_MATERIAL PROVIDED_
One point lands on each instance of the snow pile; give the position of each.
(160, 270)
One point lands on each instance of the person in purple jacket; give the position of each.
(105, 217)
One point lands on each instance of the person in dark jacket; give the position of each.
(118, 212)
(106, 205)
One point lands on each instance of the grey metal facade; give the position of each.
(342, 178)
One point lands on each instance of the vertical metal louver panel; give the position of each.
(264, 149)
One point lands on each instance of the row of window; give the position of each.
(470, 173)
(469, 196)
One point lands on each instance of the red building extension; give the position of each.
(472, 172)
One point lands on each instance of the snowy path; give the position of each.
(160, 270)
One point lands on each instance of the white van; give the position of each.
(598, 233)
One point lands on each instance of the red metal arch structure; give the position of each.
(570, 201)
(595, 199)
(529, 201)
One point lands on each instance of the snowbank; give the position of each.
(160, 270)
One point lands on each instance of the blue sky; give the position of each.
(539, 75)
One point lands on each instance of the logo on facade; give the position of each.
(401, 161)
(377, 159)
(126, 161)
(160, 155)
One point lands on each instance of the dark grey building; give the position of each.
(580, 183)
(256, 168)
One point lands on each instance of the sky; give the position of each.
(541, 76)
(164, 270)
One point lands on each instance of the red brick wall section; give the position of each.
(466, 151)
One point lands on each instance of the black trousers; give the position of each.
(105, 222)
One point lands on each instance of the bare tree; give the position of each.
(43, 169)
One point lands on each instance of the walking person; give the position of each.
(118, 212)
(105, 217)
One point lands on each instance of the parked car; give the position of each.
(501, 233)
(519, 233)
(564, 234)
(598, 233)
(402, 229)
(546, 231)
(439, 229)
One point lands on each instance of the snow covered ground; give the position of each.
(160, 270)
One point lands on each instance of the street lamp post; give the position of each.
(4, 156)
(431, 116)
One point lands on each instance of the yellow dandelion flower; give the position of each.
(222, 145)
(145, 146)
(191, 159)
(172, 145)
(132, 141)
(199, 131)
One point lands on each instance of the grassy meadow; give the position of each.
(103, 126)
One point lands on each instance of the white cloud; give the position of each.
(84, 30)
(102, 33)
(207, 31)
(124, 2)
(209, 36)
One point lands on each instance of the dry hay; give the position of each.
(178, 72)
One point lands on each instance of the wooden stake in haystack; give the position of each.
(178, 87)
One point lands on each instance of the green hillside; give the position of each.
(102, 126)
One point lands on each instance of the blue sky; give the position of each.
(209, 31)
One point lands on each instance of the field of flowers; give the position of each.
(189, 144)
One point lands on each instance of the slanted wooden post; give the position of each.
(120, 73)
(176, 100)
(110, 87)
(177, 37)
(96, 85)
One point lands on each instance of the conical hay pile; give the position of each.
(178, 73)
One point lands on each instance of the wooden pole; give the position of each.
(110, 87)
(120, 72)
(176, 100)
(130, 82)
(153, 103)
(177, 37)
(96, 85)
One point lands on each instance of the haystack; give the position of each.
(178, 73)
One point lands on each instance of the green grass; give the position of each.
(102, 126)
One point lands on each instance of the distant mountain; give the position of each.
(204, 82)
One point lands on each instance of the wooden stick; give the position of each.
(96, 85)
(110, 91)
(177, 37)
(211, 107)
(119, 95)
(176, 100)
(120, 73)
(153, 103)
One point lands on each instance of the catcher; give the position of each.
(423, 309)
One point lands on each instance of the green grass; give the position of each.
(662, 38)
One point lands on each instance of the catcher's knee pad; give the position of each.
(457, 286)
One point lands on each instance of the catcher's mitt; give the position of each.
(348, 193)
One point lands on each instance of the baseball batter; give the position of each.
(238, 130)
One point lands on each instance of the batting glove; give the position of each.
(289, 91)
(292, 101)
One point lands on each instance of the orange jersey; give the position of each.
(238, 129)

_ACTIVITY_
Your answer should be the whole listing above, repeated exactly as it appears.

_SOLUTION TO THIS TASK_
One point lands on each instance of the snow pile; give the position of each.
(160, 270)
One point lands on each instance of the person in purple jacket; give the position of each.
(105, 217)
One point lands on each instance of the person in dark jacket; give the position of each.
(118, 212)
(106, 205)
One point lands on each instance of the grey metal facade; give the position of each.
(342, 178)
One point lands on each instance of the vertical metal louver panel; give the position of each.
(264, 149)
One point lands on each instance of the row of window; give the position of each.
(470, 173)
(469, 196)
One point lands on each instance of the red building extension; give the position of each.
(472, 172)
One point lands on each instance of the snowy path; give the position of each.
(160, 270)
One point lands on each instance of the white van; give the position of each.
(598, 233)
One point lands on each instance of the red metal arch structure; give the position of each.
(570, 201)
(595, 199)
(529, 201)
One point lands on each instance of the snowbank; give the position of each.
(160, 270)
One point lands on each instance of the blue sky; give the position of each.
(539, 75)
One point lands on each instance of the logo on facade; give the position of each.
(401, 161)
(377, 159)
(126, 161)
(160, 155)
One point lands on each instance of the dark grey building; give the position of each.
(580, 183)
(256, 168)
One point lands on each instance of the sky; give the position of each.
(541, 76)
(164, 270)
One point lands on each instance of the red brick wall section; give the position of each.
(466, 151)
One point lands on each instance of the black trousers; give the position of each.
(105, 222)
One point lands on each instance of the bare tree; give the position of each.
(43, 169)
One point lands on each instance of the walking person; give the position of each.
(118, 212)
(105, 217)
One point lands on each instance of the parked car; give the position of each.
(501, 233)
(519, 233)
(564, 234)
(598, 233)
(402, 229)
(546, 231)
(439, 229)
One point lands on each instance of the snow covered ground; give the position of each.
(160, 270)
One point lands on each instance of the street lamp post; give the position of each.
(4, 156)
(431, 116)
One point lands on each instance of the yellow dandelion flower; give the position of each.
(222, 145)
(145, 146)
(191, 159)
(172, 145)
(132, 141)
(199, 131)
One point lands on each instance of the grassy meadow; give the position of each.
(103, 126)
One point lands on each instance of the white cloud; give the position of each.
(84, 30)
(102, 33)
(207, 31)
(124, 2)
(209, 36)
One point lands on each instance of the dry hay; give the position of each.
(178, 72)
One point lands on each instance of the wooden stake in haystack; give the position of each.
(178, 87)
One point lands on each instance of the green hillside; give the position of each.
(102, 126)
One point lands on each instance of the blue sky; give the position of each.
(209, 31)
One point lands on each instance of the field of flowers; give the position of each.
(189, 144)
One point lands on each instance of the slanted wooden post; give the position of each.
(120, 73)
(176, 100)
(110, 87)
(177, 37)
(96, 85)
One point lands on each instance of the conical hay pile; give the position of each.
(178, 73)
One point lands on each instance of the wooden pole; give the position of each.
(110, 87)
(120, 72)
(176, 100)
(130, 82)
(153, 103)
(177, 37)
(96, 85)
One point lands on each instance of the haystack; give the position of each.
(178, 73)
One point lands on each instance of the green grass; give the position of each.
(102, 126)
One point lands on each instance of the distant mountain; give the position of each.
(204, 82)
One point lands on each instance of the wooden stick; give the position of each.
(96, 85)
(110, 91)
(177, 37)
(211, 107)
(119, 95)
(176, 100)
(120, 73)
(153, 103)
One point lands on each instance of the catcher; give the position of each.
(423, 309)
One point lands on each instance of the green grass; give the position of each.
(662, 38)
One point lands on each instance of the catcher's knee pad; give the position of each.
(457, 286)
One point lands on each instance of the catcher's mitt; give the position of each.
(348, 193)
One point lands on each instance of the baseball batter; give the position of each.
(238, 130)
One point lands on each instance of the batting glove; give the position of each.
(289, 91)
(292, 101)
One point lands on each instance of the orange jersey; give the position of each.
(238, 129)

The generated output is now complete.